■ Task instructions
Please reproduce the listing from its first line through the line containing "positive clicks: (859, 445)", with every "rough mask" changed to "coarse mask" and nothing else altered.

BEGIN Task inputs

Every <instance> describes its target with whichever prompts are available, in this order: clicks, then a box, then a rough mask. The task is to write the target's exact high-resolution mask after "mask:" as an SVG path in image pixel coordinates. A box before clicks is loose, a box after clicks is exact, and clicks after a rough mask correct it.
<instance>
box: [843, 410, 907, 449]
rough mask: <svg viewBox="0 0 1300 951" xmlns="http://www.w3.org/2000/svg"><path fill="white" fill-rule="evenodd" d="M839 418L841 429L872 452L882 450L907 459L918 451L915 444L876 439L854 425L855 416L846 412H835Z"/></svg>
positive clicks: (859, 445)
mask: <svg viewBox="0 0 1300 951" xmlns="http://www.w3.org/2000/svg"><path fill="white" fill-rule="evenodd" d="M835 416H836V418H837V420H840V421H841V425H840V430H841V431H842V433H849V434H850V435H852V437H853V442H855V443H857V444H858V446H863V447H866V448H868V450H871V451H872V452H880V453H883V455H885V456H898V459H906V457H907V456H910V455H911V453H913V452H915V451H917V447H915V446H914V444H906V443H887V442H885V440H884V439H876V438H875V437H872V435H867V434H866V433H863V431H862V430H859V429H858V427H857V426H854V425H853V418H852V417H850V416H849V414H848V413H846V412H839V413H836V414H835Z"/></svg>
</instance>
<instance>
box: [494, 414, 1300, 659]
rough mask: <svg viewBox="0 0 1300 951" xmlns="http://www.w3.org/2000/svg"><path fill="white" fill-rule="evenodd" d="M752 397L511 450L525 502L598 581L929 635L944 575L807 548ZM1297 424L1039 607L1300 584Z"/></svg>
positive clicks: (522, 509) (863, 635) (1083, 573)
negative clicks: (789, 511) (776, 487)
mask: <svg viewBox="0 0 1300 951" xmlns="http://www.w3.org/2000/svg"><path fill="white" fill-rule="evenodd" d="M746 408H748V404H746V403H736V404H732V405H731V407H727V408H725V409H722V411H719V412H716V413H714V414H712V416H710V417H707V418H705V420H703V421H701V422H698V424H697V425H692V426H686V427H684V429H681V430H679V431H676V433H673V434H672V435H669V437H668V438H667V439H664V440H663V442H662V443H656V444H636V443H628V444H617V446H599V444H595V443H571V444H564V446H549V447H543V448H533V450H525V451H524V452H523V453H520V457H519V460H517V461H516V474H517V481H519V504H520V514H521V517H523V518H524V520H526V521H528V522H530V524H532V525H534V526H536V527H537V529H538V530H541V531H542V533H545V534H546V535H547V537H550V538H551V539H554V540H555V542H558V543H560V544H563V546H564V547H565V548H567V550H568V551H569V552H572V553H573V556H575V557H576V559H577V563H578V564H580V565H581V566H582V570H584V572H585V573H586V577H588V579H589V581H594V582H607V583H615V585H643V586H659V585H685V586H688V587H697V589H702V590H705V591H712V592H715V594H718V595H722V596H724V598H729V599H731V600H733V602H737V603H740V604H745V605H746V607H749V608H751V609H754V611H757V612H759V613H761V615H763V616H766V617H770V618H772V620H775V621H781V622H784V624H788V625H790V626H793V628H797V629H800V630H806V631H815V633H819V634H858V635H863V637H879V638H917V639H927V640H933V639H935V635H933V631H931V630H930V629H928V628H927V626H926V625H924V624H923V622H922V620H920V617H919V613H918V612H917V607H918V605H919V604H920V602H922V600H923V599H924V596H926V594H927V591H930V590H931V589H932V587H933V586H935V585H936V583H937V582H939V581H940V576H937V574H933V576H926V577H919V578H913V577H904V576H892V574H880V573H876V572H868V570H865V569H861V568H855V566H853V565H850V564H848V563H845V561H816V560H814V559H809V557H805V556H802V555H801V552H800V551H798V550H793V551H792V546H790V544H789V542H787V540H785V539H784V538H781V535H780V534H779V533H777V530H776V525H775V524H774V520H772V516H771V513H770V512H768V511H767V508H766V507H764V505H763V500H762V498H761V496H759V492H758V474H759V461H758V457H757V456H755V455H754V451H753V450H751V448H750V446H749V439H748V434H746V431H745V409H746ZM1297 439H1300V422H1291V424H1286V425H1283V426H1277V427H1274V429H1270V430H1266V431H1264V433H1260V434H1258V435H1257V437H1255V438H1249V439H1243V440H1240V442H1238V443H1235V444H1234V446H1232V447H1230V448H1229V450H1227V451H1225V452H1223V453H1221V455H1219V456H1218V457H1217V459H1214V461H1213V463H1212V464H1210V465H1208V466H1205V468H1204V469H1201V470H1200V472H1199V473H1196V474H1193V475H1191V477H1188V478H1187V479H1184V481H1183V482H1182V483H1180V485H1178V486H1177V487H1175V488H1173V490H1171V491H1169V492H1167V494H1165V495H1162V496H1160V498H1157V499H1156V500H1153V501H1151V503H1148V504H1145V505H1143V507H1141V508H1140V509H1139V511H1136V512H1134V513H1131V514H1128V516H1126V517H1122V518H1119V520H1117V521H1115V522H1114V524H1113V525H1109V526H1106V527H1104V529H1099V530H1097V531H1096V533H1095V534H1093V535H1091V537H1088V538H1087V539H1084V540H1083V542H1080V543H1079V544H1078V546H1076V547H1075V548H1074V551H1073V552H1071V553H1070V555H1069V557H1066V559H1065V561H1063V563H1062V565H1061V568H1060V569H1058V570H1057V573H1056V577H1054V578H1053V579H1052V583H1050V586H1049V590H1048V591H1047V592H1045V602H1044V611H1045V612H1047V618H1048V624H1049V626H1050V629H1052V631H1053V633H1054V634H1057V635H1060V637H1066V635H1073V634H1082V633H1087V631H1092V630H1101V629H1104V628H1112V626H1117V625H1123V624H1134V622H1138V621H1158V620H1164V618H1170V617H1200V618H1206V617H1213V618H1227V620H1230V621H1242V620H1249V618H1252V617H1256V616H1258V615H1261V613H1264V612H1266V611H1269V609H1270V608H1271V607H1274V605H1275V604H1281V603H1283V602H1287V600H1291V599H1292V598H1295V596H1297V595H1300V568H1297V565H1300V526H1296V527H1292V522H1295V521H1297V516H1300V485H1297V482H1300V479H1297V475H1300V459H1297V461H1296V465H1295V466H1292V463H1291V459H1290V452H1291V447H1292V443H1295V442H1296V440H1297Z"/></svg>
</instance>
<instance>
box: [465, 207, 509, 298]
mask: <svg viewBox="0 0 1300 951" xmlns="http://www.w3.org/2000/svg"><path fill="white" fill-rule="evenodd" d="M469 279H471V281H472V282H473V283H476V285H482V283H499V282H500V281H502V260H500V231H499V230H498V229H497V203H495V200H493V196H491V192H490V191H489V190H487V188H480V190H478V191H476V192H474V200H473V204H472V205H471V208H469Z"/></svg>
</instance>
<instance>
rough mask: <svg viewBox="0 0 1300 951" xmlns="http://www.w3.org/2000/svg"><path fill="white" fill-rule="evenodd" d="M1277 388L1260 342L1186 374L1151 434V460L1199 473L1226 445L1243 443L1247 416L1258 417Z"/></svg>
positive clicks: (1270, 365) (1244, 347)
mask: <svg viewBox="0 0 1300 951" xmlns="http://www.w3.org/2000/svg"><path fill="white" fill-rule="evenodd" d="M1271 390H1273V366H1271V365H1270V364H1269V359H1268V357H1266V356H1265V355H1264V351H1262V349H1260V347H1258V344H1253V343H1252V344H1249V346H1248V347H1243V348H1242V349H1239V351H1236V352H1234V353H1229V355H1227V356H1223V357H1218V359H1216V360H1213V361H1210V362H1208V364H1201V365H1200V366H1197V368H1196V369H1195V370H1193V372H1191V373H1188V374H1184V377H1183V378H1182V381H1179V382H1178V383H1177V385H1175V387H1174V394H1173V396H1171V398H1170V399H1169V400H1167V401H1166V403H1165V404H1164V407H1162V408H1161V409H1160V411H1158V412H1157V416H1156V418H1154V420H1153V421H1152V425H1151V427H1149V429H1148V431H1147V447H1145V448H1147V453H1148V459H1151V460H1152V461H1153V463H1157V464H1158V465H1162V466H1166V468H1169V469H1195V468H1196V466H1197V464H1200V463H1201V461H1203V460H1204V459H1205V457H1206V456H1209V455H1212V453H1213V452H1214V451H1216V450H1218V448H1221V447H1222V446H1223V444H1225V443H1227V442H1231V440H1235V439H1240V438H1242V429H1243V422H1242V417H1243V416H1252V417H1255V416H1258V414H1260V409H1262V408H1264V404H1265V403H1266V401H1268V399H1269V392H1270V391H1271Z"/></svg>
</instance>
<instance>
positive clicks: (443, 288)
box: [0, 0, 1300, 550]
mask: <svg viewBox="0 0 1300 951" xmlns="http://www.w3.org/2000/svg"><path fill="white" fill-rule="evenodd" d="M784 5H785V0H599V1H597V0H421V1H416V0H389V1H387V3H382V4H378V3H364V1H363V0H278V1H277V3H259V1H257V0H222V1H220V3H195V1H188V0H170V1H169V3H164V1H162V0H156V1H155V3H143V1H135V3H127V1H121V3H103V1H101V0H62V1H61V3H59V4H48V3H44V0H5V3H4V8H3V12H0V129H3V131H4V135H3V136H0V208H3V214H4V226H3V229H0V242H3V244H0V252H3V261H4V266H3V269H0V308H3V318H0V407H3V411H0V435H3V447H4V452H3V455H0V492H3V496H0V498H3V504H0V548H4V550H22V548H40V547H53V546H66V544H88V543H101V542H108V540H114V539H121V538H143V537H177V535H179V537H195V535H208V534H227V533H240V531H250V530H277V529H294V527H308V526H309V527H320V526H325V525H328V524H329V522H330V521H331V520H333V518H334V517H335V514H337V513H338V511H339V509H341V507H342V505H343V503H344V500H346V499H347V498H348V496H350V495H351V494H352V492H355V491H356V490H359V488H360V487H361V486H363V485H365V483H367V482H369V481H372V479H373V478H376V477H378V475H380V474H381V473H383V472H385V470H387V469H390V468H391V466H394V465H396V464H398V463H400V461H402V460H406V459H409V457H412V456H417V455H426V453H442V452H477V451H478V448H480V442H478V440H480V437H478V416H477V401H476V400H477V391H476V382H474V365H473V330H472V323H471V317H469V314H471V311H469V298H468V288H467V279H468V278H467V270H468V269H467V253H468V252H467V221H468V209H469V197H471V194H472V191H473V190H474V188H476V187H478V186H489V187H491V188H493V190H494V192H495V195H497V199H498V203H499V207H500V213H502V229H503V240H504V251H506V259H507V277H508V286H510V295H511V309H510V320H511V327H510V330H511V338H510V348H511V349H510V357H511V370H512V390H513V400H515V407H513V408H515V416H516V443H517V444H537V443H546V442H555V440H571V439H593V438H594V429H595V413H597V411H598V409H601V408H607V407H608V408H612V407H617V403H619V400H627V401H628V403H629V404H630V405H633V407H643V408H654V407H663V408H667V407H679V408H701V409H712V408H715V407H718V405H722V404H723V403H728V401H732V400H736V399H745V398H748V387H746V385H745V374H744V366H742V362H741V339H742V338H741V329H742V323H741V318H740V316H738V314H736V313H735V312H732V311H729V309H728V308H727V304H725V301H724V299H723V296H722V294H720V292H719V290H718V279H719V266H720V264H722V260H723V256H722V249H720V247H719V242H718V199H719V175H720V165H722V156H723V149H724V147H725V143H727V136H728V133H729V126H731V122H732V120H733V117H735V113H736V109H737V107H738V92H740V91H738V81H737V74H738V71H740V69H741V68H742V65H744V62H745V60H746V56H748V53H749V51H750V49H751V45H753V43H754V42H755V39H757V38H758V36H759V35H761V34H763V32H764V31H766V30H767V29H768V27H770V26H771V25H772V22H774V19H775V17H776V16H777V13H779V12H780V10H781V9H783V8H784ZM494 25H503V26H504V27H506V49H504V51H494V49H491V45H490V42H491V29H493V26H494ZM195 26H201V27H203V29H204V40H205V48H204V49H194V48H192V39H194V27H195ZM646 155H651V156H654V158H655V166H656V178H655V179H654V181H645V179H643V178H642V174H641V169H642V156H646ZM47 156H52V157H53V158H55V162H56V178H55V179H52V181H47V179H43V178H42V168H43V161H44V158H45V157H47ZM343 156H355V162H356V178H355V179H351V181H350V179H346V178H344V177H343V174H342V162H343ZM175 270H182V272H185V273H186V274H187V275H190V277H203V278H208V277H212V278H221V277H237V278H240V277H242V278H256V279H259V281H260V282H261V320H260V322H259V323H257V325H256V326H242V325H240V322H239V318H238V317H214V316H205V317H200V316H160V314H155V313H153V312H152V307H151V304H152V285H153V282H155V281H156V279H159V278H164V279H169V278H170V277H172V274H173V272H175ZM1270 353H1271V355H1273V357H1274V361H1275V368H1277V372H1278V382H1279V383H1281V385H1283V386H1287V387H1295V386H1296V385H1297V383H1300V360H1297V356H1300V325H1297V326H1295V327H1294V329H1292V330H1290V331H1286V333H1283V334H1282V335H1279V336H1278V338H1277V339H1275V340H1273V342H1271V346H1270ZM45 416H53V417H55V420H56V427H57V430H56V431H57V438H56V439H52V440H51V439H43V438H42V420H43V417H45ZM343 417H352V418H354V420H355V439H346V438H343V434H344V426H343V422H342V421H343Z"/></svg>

END Task inputs

■ Written answer
Every <instance> describes its target with whichever prompts are available, in this order: clicks, then a box, then a coarse mask. The task is to write the target's exact high-resolution mask after "mask:" as an SVG path in image pixel coordinates. A box before clicks is loose, a box after clicks is exact, and clicks after a coarse mask correct it.
<instance>
box: [843, 410, 907, 449]
coarse mask: <svg viewBox="0 0 1300 951" xmlns="http://www.w3.org/2000/svg"><path fill="white" fill-rule="evenodd" d="M839 418L841 429L872 452L882 450L907 459L918 451L915 444L876 439L854 425L855 416L846 412H835Z"/></svg>
positive clicks: (859, 445)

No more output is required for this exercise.